Written request:
Rewrite each line of the data below as one string in a JSON list, omitting blank lines.

== Data to use

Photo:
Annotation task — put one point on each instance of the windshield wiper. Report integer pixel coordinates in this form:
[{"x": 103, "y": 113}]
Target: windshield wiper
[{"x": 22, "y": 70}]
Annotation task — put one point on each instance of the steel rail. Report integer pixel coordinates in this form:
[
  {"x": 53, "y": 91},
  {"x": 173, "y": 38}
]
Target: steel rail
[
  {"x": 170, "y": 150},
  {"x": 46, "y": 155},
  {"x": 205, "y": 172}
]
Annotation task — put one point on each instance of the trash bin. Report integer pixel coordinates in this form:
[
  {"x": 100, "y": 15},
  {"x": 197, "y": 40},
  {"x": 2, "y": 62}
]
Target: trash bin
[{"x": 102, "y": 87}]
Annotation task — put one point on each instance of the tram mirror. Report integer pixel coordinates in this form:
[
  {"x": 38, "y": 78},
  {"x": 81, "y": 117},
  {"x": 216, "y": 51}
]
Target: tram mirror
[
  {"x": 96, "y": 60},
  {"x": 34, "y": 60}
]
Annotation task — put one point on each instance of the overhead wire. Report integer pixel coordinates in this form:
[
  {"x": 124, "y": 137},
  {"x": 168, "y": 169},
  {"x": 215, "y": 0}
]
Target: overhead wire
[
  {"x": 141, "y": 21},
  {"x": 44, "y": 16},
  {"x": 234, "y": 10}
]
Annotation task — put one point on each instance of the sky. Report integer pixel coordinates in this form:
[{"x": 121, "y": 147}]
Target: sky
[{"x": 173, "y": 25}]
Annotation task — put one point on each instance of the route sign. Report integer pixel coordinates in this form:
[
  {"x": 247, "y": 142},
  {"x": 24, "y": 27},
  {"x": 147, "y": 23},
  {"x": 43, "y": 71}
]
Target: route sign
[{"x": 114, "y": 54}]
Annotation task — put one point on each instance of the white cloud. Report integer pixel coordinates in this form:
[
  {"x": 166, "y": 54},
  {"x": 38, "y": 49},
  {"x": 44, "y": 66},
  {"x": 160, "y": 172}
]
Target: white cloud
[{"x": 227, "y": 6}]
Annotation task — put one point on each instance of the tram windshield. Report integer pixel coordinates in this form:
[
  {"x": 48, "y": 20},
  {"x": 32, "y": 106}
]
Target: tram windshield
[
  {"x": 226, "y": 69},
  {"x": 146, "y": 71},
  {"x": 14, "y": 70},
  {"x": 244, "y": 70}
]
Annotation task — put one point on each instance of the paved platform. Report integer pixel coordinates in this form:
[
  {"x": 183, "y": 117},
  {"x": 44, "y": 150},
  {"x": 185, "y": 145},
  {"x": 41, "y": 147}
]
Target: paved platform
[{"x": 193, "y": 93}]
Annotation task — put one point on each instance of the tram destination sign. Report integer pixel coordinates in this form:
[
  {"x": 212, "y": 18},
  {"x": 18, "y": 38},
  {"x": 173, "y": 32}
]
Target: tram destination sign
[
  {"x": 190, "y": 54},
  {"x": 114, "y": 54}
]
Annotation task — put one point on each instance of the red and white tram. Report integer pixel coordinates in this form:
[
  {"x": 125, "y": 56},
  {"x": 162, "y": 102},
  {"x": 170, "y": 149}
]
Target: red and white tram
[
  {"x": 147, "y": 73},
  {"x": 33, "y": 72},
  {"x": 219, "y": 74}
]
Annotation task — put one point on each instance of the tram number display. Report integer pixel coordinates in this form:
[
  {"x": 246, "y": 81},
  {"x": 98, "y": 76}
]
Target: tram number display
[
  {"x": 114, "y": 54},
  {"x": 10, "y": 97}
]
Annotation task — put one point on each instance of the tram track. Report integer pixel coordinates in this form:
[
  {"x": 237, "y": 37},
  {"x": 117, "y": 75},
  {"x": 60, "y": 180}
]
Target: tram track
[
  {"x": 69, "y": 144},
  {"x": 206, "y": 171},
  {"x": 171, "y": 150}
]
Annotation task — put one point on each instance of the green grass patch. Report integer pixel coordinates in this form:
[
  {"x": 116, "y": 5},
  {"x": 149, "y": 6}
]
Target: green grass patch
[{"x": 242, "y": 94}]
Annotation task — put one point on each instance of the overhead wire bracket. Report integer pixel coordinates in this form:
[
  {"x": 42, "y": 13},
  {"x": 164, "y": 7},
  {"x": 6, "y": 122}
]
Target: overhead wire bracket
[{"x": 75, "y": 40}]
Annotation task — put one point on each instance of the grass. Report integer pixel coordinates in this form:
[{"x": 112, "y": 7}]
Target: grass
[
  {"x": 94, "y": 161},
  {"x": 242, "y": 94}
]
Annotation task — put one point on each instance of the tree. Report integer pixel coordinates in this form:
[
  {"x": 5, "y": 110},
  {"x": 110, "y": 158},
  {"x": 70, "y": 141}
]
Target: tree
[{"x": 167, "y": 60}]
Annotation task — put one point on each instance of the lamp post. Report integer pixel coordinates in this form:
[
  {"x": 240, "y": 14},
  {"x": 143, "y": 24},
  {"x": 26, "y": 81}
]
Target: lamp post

====

Solved exercise:
[
  "Photo:",
  "Annotation task — put one point on each instance of the windshield wiper. Report integer pixel coordinates in this form:",
  "[{\"x\": 103, \"y\": 113}]",
  "Target: windshield wiper",
  "[{\"x\": 22, \"y\": 70}]",
  "Annotation task — put one point on each instance of the steel rail. Report integer pixel coordinates in this form:",
  "[",
  "  {\"x\": 53, \"y\": 91},",
  "  {\"x\": 173, \"y\": 38}",
  "]",
  "Target: steel rail",
  "[",
  "  {\"x\": 170, \"y\": 150},",
  "  {\"x\": 46, \"y\": 155},",
  "  {\"x\": 205, \"y\": 172}",
  "]",
  "Annotation task — put one point on each instance of the trash bin. Report integer pixel coordinates in this form:",
  "[",
  "  {\"x\": 100, \"y\": 15},",
  "  {\"x\": 197, \"y\": 40},",
  "  {\"x\": 2, \"y\": 62}",
  "]",
  "Target: trash bin",
  "[{\"x\": 102, \"y\": 87}]",
  "Annotation task — put one point on each instance of the tram mirror. Report integer pixel coordinates in this form:",
  "[",
  "  {\"x\": 38, \"y\": 78},",
  "  {\"x\": 81, \"y\": 117},",
  "  {\"x\": 216, \"y\": 51}",
  "]",
  "Target: tram mirror",
  "[",
  "  {\"x\": 96, \"y\": 60},",
  "  {\"x\": 34, \"y\": 60}",
  "]",
  "Annotation task — put one point on each instance of the overhead wire. Report integer pixel coordinates in this form:",
  "[",
  "  {\"x\": 124, \"y\": 137},",
  "  {\"x\": 168, \"y\": 169},",
  "  {\"x\": 215, \"y\": 0}",
  "]",
  "Target: overhead wire",
  "[",
  "  {\"x\": 141, \"y\": 21},",
  "  {\"x\": 44, \"y\": 16},",
  "  {\"x\": 234, \"y\": 10}",
  "]",
  "Annotation task — put one point on each instance of the sky. Report integer pixel coordinates in this form:",
  "[{\"x\": 121, \"y\": 147}]",
  "Target: sky",
  "[{\"x\": 173, \"y\": 25}]",
  "Annotation task — put one point on each instance of the route sign. Report integer pixel coordinates in this form:",
  "[",
  "  {\"x\": 247, \"y\": 142},",
  "  {\"x\": 24, \"y\": 27},",
  "  {\"x\": 147, \"y\": 23},",
  "  {\"x\": 43, \"y\": 71}",
  "]",
  "Target: route sign",
  "[{\"x\": 114, \"y\": 54}]",
  "Annotation task — put one point on each instance of the white cloud. Report integer pixel coordinates in this form:",
  "[",
  "  {\"x\": 166, \"y\": 54},",
  "  {\"x\": 38, \"y\": 49},",
  "  {\"x\": 44, \"y\": 66},",
  "  {\"x\": 160, \"y\": 172}",
  "]",
  "Target: white cloud",
  "[{\"x\": 227, \"y\": 6}]",
  "Annotation task — put one point on each instance of the tram windshield. Report integer pixel coordinates in this form:",
  "[",
  "  {\"x\": 48, \"y\": 20},",
  "  {\"x\": 32, \"y\": 106}",
  "]",
  "Target: tram windshield",
  "[",
  "  {\"x\": 226, \"y\": 69},",
  "  {\"x\": 146, \"y\": 71},",
  "  {\"x\": 14, \"y\": 70},",
  "  {\"x\": 244, \"y\": 70}",
  "]",
  "Annotation task — put one point on each instance of the paved platform. Report integer pixel coordinates in this form:",
  "[",
  "  {\"x\": 183, \"y\": 117},",
  "  {\"x\": 44, \"y\": 150},",
  "  {\"x\": 185, \"y\": 145},",
  "  {\"x\": 41, \"y\": 147}",
  "]",
  "Target: paved platform",
  "[{\"x\": 193, \"y\": 93}]",
  "Annotation task — put one point on each instance of the tram destination sign. Report integer pixel coordinates in this form:",
  "[",
  "  {\"x\": 212, \"y\": 18},",
  "  {\"x\": 18, \"y\": 38},",
  "  {\"x\": 173, \"y\": 32}",
  "]",
  "Target: tram destination sign",
  "[",
  "  {\"x\": 190, \"y\": 54},",
  "  {\"x\": 114, \"y\": 54}",
  "]",
  "Annotation task — put one point on each instance of the red and white tram. Report integer pixel coordinates in this form:",
  "[",
  "  {\"x\": 125, \"y\": 56},",
  "  {\"x\": 162, \"y\": 102},",
  "  {\"x\": 170, \"y\": 149}",
  "]",
  "Target: red and white tram",
  "[",
  "  {\"x\": 147, \"y\": 73},",
  "  {\"x\": 33, \"y\": 72},",
  "  {\"x\": 219, \"y\": 74}",
  "]",
  "Annotation task — put one point on each instance of the tram number display. Report integer pixel coordinates in this form:",
  "[",
  "  {\"x\": 246, \"y\": 81},",
  "  {\"x\": 98, \"y\": 76}",
  "]",
  "Target: tram number display",
  "[",
  "  {\"x\": 114, \"y\": 54},",
  "  {\"x\": 10, \"y\": 97}",
  "]",
  "Annotation task — put one point on each instance of the tram track. Report integer pixel coordinates in this form:",
  "[",
  "  {\"x\": 237, \"y\": 37},",
  "  {\"x\": 117, \"y\": 75},",
  "  {\"x\": 60, \"y\": 180}",
  "]",
  "Target: tram track",
  "[",
  "  {\"x\": 69, \"y\": 144},",
  "  {\"x\": 206, \"y\": 171},",
  "  {\"x\": 171, \"y\": 150}",
  "]",
  "Annotation task — put one point on each instance of the green grass patch. Report integer pixel coordinates in this form:",
  "[",
  "  {\"x\": 116, \"y\": 5},",
  "  {\"x\": 149, \"y\": 6}",
  "]",
  "Target: green grass patch",
  "[{\"x\": 242, \"y\": 94}]",
  "Annotation task — put one point on each instance of the overhead wire bracket. Report integer pixel coordinates in this form:",
  "[",
  "  {\"x\": 42, \"y\": 13},",
  "  {\"x\": 164, \"y\": 7},",
  "  {\"x\": 6, \"y\": 122}",
  "]",
  "Target: overhead wire bracket",
  "[{\"x\": 75, \"y\": 40}]",
  "Annotation task — put one point on each instance of the grass. Report integer pixel coordinates in this form:",
  "[{\"x\": 112, \"y\": 7}]",
  "Target: grass",
  "[",
  "  {\"x\": 94, \"y\": 161},",
  "  {\"x\": 242, \"y\": 94}",
  "]",
  "Annotation task — put one point on each instance of the tree. Report integer pixel coordinates in this form:",
  "[",
  "  {\"x\": 5, \"y\": 110},",
  "  {\"x\": 110, \"y\": 158},",
  "  {\"x\": 70, \"y\": 141}",
  "]",
  "Target: tree",
  "[{\"x\": 167, \"y\": 60}]",
  "Annotation task — put one point on each instance of the lamp post. Report integer pixel coordinates in this form:",
  "[",
  "  {\"x\": 240, \"y\": 14},",
  "  {\"x\": 143, \"y\": 24},",
  "  {\"x\": 26, \"y\": 81}",
  "]",
  "Target: lamp post"
]